-- start of TASK MATERIAL --
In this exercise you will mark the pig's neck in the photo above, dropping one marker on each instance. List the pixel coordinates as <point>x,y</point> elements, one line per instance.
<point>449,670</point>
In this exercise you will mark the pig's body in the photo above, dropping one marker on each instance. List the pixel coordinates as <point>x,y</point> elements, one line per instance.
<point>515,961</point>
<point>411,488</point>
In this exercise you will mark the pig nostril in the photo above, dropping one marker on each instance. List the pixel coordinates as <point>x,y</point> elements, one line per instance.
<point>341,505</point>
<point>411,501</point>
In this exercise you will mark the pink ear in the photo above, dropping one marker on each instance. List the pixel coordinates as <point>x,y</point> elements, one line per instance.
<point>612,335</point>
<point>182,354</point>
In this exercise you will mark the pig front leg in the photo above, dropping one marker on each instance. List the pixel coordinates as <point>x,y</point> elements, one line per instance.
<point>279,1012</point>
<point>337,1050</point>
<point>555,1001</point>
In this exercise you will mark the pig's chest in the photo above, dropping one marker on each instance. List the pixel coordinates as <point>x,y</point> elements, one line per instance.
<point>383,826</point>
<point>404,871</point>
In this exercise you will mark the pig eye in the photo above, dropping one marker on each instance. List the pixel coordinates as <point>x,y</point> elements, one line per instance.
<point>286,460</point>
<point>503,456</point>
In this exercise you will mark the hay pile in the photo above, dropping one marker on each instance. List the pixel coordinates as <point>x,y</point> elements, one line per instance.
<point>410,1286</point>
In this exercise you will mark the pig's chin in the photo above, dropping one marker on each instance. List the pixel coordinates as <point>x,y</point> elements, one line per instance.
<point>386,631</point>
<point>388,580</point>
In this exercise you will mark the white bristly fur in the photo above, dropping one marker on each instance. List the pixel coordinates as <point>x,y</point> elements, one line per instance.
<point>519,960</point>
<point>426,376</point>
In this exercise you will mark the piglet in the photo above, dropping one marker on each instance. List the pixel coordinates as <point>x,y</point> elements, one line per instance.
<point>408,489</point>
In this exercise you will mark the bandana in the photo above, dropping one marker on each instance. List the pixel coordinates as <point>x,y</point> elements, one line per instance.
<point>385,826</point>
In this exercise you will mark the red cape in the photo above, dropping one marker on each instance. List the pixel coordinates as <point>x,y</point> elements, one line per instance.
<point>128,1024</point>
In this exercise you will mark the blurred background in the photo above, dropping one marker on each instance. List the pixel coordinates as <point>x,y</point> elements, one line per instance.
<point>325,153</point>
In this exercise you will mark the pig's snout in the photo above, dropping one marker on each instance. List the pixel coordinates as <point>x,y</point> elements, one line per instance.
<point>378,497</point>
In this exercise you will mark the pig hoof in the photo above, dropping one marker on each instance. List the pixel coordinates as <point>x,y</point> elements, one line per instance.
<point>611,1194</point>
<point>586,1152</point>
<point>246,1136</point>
-- end of TASK MATERIAL --
Recast the material from the line with "In this exercise you will mark the red" up to and including the final line of the material as a JSON list of strings, with one string per line and any blank lines left out.

• _FULL RESPONSE_
[
  "In this exercise you will mark the red cape in the photo above, dropping one marker on each instance. List the pixel coordinates as <point>x,y</point> elements, one line per instance.",
  "<point>128,1024</point>",
  "In this exercise you will mark the blurred background in the photo above, dropping one marker on each instance. List the pixel coordinates as <point>x,y</point> elements, one line per instance.",
  "<point>325,153</point>",
  "In this exercise you will mark the pig's snout in the photo above, dropping one marker on each instance. List the pixel coordinates as <point>x,y</point> elements, one line per instance.",
  "<point>378,497</point>",
  "In this exercise you will mark the pig hoof in the photo above, dropping one marker on each instance. List the pixel coordinates as <point>x,y</point> elements, one line per instance.",
  "<point>611,1194</point>",
  "<point>586,1152</point>",
  "<point>246,1136</point>"
]